> [Problems]:
a – Based on the travel article, explain why Spain's top cities face problems such as limits on tourism and protests by locals.
b – Rewrite the part of the travel article starting with "Table of Contents" and going on through "Barcelona or Madrid)", replacing "Key Takeaways" with "Main Points".

> [Source text]:
==============================

Spain is the second most visited country in the world, and it shows. Barcelona’s Gothic Quarter is perpetually shoulder-to-shoulder. The Alhambra sells out weeks in advance. The Costa del Sol is lined with hotel towers. Madrid’s Plaza Mayor is a tourist circus from the moment the sun rises. But here’s the thing about a country this size and this varied: the crowds are concentrated in a handful of places, and everywhere else, Spain is still waiting.
Beyond the big names, there are medieval cities where you can walk ancient Roman walls without another tourist in sight. Coastal villages built into cliff faces above the Atlantic. Moorish cities whose architecture rivals anything in Andalucía but whose streets stay quiet through entire summer afternoons. Market towns with centuries-old tapas traditions and zero coach parties.
This is the Spain most visitors never find. Ten towns that deserve a spot on your itinerary, especially if you’ve already done the obvious stops and want to understand what the country actually is when it’s not performing for tourists.
Table of Contents
- Why Spain’s Most Beautiful Towns Are Not the Famous Ones
- What Gorgeous Spain Towns Are Most Travelers Missing?
- 10 Hidden Spain Towns Tourists Never Find
- Tired of Crowded Spain? Try These 10 Hidden Towns
- The Insider’s Guide to Hidden Spain
- Key Takeaways
- FAQ
Best time to visit hidden Spain towns: April to June and September to November (avoid August when Spanish locals also travel)
Getting there: Spain’s AVE high-speed rail connects major cities; buses cover smaller towns
Average daily budget: €60 to €120 in smaller towns (40 to 50% less than Barcelona or Madrid)
Days needed: 2 to 3 days per town is ideal; most are reachable as day trips from bigger cities
Why Spain’s Most Beautiful Towns Are Not the Famous Ones
Spain’s top cities are genuinely excellent. Barcelona’s Gaudí architecture is unlike anything else on earth. Seville’s Plaza de España is one of the most beautiful public squares in Europe. Granada’s Alhambra justifies its queues. But these cities also absorb the vast majority of international visitors, which means the pressure falls unevenly. Over 96 million tourists visited Spain in 2025, most of them concentrated in a handful of destinations.
The result: Barcelona actively limits tourism in certain districts, locals protest in Málaga and the Canary Islands against the volume of visitors, and you can spend a full day in Madrid’s city center without encountering anything that feels like daily Spanish life.
Spain’s smaller towns and cities have no such problem. In Teruel, Lugo, Cudillero, or Córdoba, tourism exists on a scale where visitors feel welcome rather than like an imposition, prices stay sane, and the food and culture are still clearly aimed at locals rather than photo opportunities.
Pro tip: Spain’s Renfe network offers extremely affordable advance train tickets between smaller cities. A Madrid to Cuenca ticket can cost as little as €9 to €15 if booked early. Check the Renfe website directly rather than third-party booking platforms for the best prices.
If you’re building a longer European trip around Spain, our backpacking Europe for beginners guide covers the logistics of moving between countries on a budget.
What Gorgeous Spain Towns Are Most Travelers Missing?

==============================

> [Provided data]:
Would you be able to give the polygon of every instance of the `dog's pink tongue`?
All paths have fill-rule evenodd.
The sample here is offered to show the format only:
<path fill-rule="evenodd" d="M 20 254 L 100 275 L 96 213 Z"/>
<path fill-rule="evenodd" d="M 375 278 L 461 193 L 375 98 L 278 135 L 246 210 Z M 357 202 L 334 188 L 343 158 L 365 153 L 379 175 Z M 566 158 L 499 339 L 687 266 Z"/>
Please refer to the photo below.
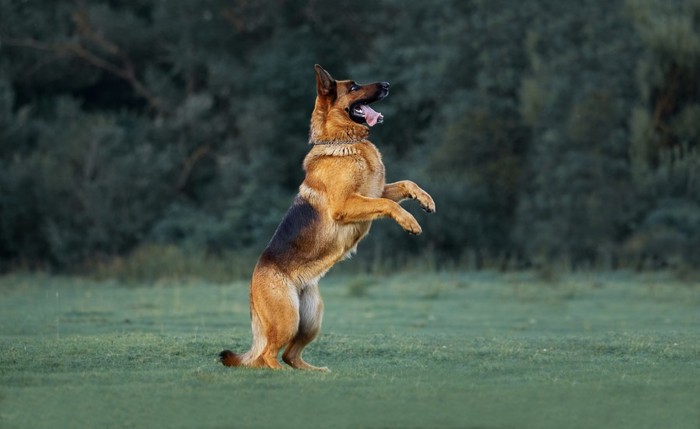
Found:
<path fill-rule="evenodd" d="M 362 109 L 362 113 L 365 114 L 365 121 L 367 121 L 367 125 L 370 127 L 373 127 L 377 125 L 377 122 L 381 122 L 384 120 L 384 116 L 382 116 L 381 113 L 376 112 L 374 109 L 367 105 L 360 105 L 360 108 Z"/>

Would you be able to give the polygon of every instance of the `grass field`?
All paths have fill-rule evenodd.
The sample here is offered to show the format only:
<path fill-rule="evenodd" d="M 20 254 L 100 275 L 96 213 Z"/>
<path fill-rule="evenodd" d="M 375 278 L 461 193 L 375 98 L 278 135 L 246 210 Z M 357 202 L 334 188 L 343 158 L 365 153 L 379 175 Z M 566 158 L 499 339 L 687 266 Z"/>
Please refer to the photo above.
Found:
<path fill-rule="evenodd" d="M 700 284 L 329 276 L 331 373 L 224 368 L 247 284 L 0 279 L 1 428 L 700 429 Z"/>

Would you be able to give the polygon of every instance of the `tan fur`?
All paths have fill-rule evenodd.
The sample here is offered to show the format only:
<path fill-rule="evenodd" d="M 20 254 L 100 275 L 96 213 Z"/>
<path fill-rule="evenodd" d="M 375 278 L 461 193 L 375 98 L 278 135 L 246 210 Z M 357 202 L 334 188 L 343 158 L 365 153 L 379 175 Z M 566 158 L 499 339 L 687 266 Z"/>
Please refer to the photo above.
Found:
<path fill-rule="evenodd" d="M 250 284 L 253 345 L 240 355 L 221 352 L 227 366 L 282 368 L 278 355 L 284 349 L 282 359 L 294 368 L 327 370 L 301 357 L 321 328 L 319 279 L 356 250 L 375 219 L 392 218 L 407 232 L 420 234 L 420 225 L 400 201 L 415 199 L 424 210 L 435 211 L 433 199 L 415 183 L 385 183 L 381 155 L 367 140 L 369 128 L 349 115 L 354 103 L 383 98 L 388 84 L 335 81 L 317 65 L 316 89 L 306 178 Z"/>

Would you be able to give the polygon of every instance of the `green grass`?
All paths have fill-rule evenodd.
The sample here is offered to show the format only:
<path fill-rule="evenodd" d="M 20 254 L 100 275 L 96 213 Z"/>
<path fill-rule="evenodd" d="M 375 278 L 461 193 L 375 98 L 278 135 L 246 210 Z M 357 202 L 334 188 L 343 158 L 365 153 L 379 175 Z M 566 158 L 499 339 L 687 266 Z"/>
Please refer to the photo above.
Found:
<path fill-rule="evenodd" d="M 331 373 L 224 368 L 247 284 L 0 279 L 2 428 L 700 428 L 700 285 L 329 276 Z"/>

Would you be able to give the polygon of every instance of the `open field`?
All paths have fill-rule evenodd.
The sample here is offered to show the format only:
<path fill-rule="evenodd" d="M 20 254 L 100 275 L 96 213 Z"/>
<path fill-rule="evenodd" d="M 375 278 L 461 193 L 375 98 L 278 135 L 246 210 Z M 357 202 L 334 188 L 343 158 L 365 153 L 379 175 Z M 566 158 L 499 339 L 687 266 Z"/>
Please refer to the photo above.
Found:
<path fill-rule="evenodd" d="M 246 288 L 0 279 L 0 427 L 700 428 L 700 284 L 329 276 L 331 373 L 217 363 Z"/>

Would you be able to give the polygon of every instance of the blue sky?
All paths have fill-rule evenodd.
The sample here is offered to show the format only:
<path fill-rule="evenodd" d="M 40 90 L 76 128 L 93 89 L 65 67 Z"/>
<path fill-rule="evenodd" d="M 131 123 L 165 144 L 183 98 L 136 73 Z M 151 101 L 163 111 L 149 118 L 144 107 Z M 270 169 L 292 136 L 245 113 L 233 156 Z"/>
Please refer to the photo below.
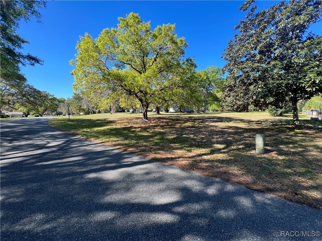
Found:
<path fill-rule="evenodd" d="M 22 67 L 29 83 L 58 97 L 71 97 L 73 77 L 69 61 L 74 58 L 80 36 L 88 32 L 96 38 L 106 28 L 116 27 L 118 18 L 131 12 L 153 29 L 163 23 L 176 24 L 178 37 L 184 37 L 188 46 L 187 57 L 194 56 L 198 69 L 208 66 L 222 67 L 221 56 L 232 38 L 234 27 L 245 13 L 238 11 L 243 1 L 49 1 L 41 11 L 43 23 L 35 19 L 21 23 L 18 32 L 30 41 L 24 52 L 38 56 L 43 65 Z M 258 1 L 258 9 L 276 1 Z M 321 34 L 322 23 L 312 31 Z"/>

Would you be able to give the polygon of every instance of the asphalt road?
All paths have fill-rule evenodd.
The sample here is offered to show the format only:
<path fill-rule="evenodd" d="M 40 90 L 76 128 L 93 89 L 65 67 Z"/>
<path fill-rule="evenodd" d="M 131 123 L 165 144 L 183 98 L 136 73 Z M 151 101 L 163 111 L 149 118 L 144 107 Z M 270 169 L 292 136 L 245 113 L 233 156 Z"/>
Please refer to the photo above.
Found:
<path fill-rule="evenodd" d="M 322 232 L 320 210 L 59 131 L 49 118 L 1 121 L 1 241 L 322 239 L 281 237 Z"/>

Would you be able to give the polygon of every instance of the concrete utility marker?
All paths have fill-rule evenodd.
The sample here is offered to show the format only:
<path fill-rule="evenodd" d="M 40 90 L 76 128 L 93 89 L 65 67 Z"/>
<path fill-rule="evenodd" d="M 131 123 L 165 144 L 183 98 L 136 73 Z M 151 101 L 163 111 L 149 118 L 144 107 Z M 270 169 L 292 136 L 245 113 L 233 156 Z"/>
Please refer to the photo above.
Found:
<path fill-rule="evenodd" d="M 59 131 L 51 118 L 1 122 L 1 241 L 321 240 L 320 210 Z"/>

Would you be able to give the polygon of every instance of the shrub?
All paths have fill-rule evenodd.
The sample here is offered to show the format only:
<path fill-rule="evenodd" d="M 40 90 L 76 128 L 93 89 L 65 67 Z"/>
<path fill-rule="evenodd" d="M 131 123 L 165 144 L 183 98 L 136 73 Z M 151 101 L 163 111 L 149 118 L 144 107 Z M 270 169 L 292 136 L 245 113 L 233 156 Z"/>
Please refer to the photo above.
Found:
<path fill-rule="evenodd" d="M 273 105 L 269 105 L 266 111 L 270 115 L 273 116 L 281 116 L 283 114 L 287 113 L 288 110 L 288 106 L 278 108 Z"/>

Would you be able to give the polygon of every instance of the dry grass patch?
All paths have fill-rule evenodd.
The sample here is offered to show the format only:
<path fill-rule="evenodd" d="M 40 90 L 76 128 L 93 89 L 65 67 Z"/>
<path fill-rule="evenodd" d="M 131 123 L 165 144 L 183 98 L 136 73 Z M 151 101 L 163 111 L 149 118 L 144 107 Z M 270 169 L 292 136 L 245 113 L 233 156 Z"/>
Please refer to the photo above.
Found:
<path fill-rule="evenodd" d="M 265 112 L 98 114 L 51 119 L 53 127 L 124 151 L 322 208 L 322 126 Z M 264 155 L 255 136 L 264 134 Z"/>

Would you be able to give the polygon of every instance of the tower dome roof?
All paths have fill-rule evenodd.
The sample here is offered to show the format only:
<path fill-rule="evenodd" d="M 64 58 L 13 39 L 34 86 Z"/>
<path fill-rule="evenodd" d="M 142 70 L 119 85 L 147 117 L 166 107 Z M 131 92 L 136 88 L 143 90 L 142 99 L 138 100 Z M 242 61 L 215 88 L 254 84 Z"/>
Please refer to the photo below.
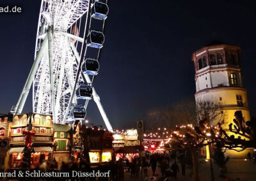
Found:
<path fill-rule="evenodd" d="M 209 43 L 207 43 L 205 45 L 205 47 L 213 46 L 213 45 L 224 45 L 224 44 L 230 45 L 230 44 L 226 43 L 225 43 L 223 41 L 219 41 L 219 40 L 214 40 L 211 41 L 211 42 L 209 42 Z"/>

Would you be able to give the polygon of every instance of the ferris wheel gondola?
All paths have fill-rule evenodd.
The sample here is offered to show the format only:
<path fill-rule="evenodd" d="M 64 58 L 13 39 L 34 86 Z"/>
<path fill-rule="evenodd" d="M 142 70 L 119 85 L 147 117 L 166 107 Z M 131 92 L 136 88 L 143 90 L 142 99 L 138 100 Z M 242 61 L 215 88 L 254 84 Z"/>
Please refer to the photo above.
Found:
<path fill-rule="evenodd" d="M 113 130 L 92 85 L 99 72 L 108 13 L 107 1 L 42 1 L 35 61 L 12 109 L 15 114 L 21 113 L 33 83 L 33 112 L 52 112 L 55 123 L 83 119 L 88 101 L 93 98 L 107 128 Z M 93 20 L 101 20 L 101 30 L 93 30 Z M 84 60 L 90 54 L 90 48 L 87 47 L 94 51 L 97 48 L 98 53 L 95 57 Z M 85 102 L 77 105 L 83 100 Z"/>
<path fill-rule="evenodd" d="M 86 59 L 82 64 L 82 71 L 84 74 L 96 75 L 98 74 L 99 69 L 99 62 L 95 59 Z"/>
<path fill-rule="evenodd" d="M 92 30 L 86 38 L 87 45 L 90 47 L 101 48 L 103 47 L 104 36 L 102 33 Z"/>
<path fill-rule="evenodd" d="M 86 116 L 84 105 L 74 105 L 71 110 L 71 117 L 74 120 L 83 120 Z"/>
<path fill-rule="evenodd" d="M 99 20 L 106 20 L 108 13 L 108 6 L 106 3 L 95 1 L 92 8 L 92 17 Z"/>
<path fill-rule="evenodd" d="M 79 83 L 76 90 L 77 99 L 90 99 L 92 96 L 92 87 L 90 83 Z"/>

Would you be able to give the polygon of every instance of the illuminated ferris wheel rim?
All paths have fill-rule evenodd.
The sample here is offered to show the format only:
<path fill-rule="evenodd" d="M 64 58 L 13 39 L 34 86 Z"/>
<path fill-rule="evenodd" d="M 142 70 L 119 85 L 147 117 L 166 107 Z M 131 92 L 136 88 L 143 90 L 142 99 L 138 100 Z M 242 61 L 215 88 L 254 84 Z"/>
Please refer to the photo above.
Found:
<path fill-rule="evenodd" d="M 95 89 L 92 87 L 90 95 L 84 93 L 88 89 L 84 86 L 92 83 L 89 75 L 98 73 L 99 55 L 104 43 L 104 21 L 108 13 L 108 5 L 99 1 L 42 1 L 35 62 L 15 107 L 15 113 L 21 113 L 33 79 L 34 112 L 52 113 L 55 122 L 65 123 L 72 117 L 82 119 L 84 113 L 76 112 L 78 106 L 76 105 L 80 99 L 85 99 L 83 104 L 86 113 L 88 101 L 92 97 L 108 129 L 112 130 Z M 92 30 L 92 18 L 102 20 L 102 32 Z M 89 47 L 98 48 L 97 57 L 86 56 Z M 78 86 L 81 82 L 84 82 L 83 86 L 81 83 Z"/>

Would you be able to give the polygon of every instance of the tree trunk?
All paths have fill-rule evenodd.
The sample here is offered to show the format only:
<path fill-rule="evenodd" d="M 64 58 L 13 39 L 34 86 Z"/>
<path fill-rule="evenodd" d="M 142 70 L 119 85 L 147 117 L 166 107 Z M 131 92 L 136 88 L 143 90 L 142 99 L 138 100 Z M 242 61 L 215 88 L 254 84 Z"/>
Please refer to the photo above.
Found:
<path fill-rule="evenodd" d="M 198 157 L 196 153 L 196 148 L 192 148 L 191 150 L 193 159 L 193 181 L 199 181 L 199 173 L 198 173 Z"/>

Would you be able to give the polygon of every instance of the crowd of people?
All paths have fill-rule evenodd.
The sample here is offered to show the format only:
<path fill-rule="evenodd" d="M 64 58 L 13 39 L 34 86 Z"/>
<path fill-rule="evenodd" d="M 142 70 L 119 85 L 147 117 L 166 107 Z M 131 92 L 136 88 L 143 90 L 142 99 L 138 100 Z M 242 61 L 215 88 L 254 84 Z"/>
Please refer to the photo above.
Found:
<path fill-rule="evenodd" d="M 102 163 L 100 165 L 95 166 L 90 164 L 85 159 L 81 159 L 76 162 L 70 161 L 68 163 L 61 162 L 60 166 L 58 163 L 54 159 L 52 162 L 43 161 L 36 167 L 29 170 L 40 171 L 42 172 L 59 172 L 69 173 L 69 175 L 72 175 L 72 171 L 81 172 L 95 172 L 98 170 L 101 173 L 107 173 L 110 171 L 109 177 L 69 177 L 61 178 L 20 178 L 20 180 L 70 180 L 71 181 L 83 181 L 83 180 L 124 180 L 124 173 L 130 173 L 131 178 L 138 178 L 140 174 L 143 177 L 143 180 L 156 180 L 158 178 L 166 179 L 169 177 L 172 177 L 177 179 L 177 173 L 180 171 L 180 168 L 177 163 L 176 155 L 167 154 L 146 154 L 143 157 L 134 156 L 131 158 L 123 157 L 117 161 L 112 160 L 110 162 Z M 181 171 L 185 175 L 185 166 L 182 166 L 182 159 L 179 159 L 181 163 Z M 26 171 L 28 170 L 29 166 L 26 162 L 23 162 L 21 170 Z M 161 171 L 161 175 L 156 174 L 156 170 Z M 157 172 L 158 173 L 158 172 Z M 126 173 L 127 174 L 127 173 Z M 159 177 L 157 177 L 159 176 Z"/>

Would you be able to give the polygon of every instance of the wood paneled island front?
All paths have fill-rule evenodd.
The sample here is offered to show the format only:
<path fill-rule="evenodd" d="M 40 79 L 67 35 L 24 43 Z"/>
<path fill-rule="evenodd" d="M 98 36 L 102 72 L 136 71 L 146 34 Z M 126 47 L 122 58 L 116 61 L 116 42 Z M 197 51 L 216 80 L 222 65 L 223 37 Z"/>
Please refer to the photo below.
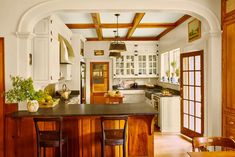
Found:
<path fill-rule="evenodd" d="M 63 117 L 63 131 L 68 136 L 68 157 L 101 156 L 101 116 L 128 115 L 127 156 L 153 157 L 154 108 L 147 104 L 59 104 L 36 113 L 17 111 L 6 118 L 6 157 L 36 157 L 34 117 Z M 110 122 L 119 128 L 121 122 Z M 46 124 L 44 128 L 56 127 Z M 122 147 L 106 147 L 106 156 L 121 157 Z M 56 156 L 56 150 L 47 150 L 47 157 Z"/>

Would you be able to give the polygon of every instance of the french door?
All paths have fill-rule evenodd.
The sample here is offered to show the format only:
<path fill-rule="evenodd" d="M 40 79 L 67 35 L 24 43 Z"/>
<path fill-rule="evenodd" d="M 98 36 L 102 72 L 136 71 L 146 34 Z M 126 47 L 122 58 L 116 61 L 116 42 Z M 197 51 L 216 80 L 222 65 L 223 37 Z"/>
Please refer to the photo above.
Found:
<path fill-rule="evenodd" d="M 91 104 L 105 104 L 104 94 L 109 90 L 109 63 L 91 62 Z"/>
<path fill-rule="evenodd" d="M 181 133 L 188 137 L 204 133 L 203 51 L 180 55 Z"/>

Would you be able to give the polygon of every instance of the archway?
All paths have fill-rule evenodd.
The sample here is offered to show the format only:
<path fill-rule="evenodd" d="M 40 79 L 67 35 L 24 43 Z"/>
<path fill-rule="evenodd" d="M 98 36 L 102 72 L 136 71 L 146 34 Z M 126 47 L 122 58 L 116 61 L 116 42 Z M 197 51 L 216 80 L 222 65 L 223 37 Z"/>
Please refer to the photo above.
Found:
<path fill-rule="evenodd" d="M 86 2 L 81 0 L 53 0 L 40 3 L 24 13 L 17 28 L 19 40 L 18 53 L 20 54 L 18 62 L 21 65 L 20 69 L 22 69 L 19 70 L 20 75 L 30 75 L 30 72 L 28 72 L 30 67 L 27 65 L 28 62 L 26 60 L 28 54 L 26 52 L 31 51 L 31 37 L 34 25 L 43 17 L 60 10 L 89 12 L 167 10 L 184 12 L 204 21 L 208 25 L 208 50 L 205 67 L 207 73 L 207 80 L 205 82 L 205 104 L 207 106 L 205 113 L 205 117 L 207 117 L 205 121 L 205 134 L 208 136 L 221 135 L 221 28 L 218 18 L 209 7 L 206 7 L 200 1 L 190 0 L 129 0 L 128 2 L 125 0 L 111 2 L 104 0 L 99 3 L 95 0 L 87 0 Z M 214 121 L 214 119 L 217 119 L 217 121 Z"/>

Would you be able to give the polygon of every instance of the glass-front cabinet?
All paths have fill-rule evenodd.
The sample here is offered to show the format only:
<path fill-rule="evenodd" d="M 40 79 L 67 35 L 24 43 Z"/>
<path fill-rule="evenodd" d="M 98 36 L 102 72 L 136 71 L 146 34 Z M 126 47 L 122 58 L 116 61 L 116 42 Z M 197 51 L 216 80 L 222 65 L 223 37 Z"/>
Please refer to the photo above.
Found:
<path fill-rule="evenodd" d="M 157 54 L 125 54 L 113 59 L 114 78 L 158 77 Z"/>

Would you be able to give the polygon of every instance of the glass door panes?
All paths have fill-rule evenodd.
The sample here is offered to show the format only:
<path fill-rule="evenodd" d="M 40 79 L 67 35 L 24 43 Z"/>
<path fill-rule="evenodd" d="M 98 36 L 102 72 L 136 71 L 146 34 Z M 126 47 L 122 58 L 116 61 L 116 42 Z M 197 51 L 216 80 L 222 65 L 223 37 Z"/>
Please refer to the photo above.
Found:
<path fill-rule="evenodd" d="M 149 55 L 148 56 L 148 67 L 149 67 L 149 71 L 148 74 L 149 75 L 157 75 L 157 56 L 156 55 Z"/>
<path fill-rule="evenodd" d="M 181 133 L 203 136 L 203 51 L 181 54 Z"/>
<path fill-rule="evenodd" d="M 146 70 L 147 62 L 146 61 L 147 61 L 146 55 L 139 55 L 138 56 L 138 66 L 139 66 L 138 75 L 146 75 L 147 74 L 147 70 Z"/>
<path fill-rule="evenodd" d="M 125 74 L 128 76 L 135 75 L 134 55 L 125 56 Z"/>
<path fill-rule="evenodd" d="M 124 56 L 116 59 L 116 76 L 124 75 Z"/>

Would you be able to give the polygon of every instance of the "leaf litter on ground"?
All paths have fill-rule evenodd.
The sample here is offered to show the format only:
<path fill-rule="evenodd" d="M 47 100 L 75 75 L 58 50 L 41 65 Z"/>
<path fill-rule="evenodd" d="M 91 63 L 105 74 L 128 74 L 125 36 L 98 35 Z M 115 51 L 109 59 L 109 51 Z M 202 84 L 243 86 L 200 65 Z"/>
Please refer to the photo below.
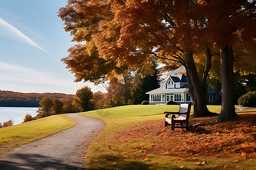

==============================

> [Written responses]:
a – These cities absorb the vast majority of international visitors, so the pressure of tourism falls unevenly. Over 96 million tourists visited Spain in 2025, most of them concentrated in a handful of destinations.

b –
Table of Contents
- Why Spain’s Most Beautiful Towns Are Not the Famous Ones
- What Gorgeous Spain Towns Are Most Travelers Missing?
- 10 Hidden Spain Towns Tourists Never Find
- Tired of Crowded Spain? Try These 10 Hidden Towns
- The Insider’s Guide to Hidden Spain
- Main Points
- FAQ
Best time to visit hidden Spain towns: April to June and September to November (avoid August when Spanish locals also travel)
Getting there: Spain’s AVE high-speed rail connects major cities; buses cover smaller towns
Average daily budget: €60 to €120 in smaller towns (40 to 50% less than Barcelona or Madrid)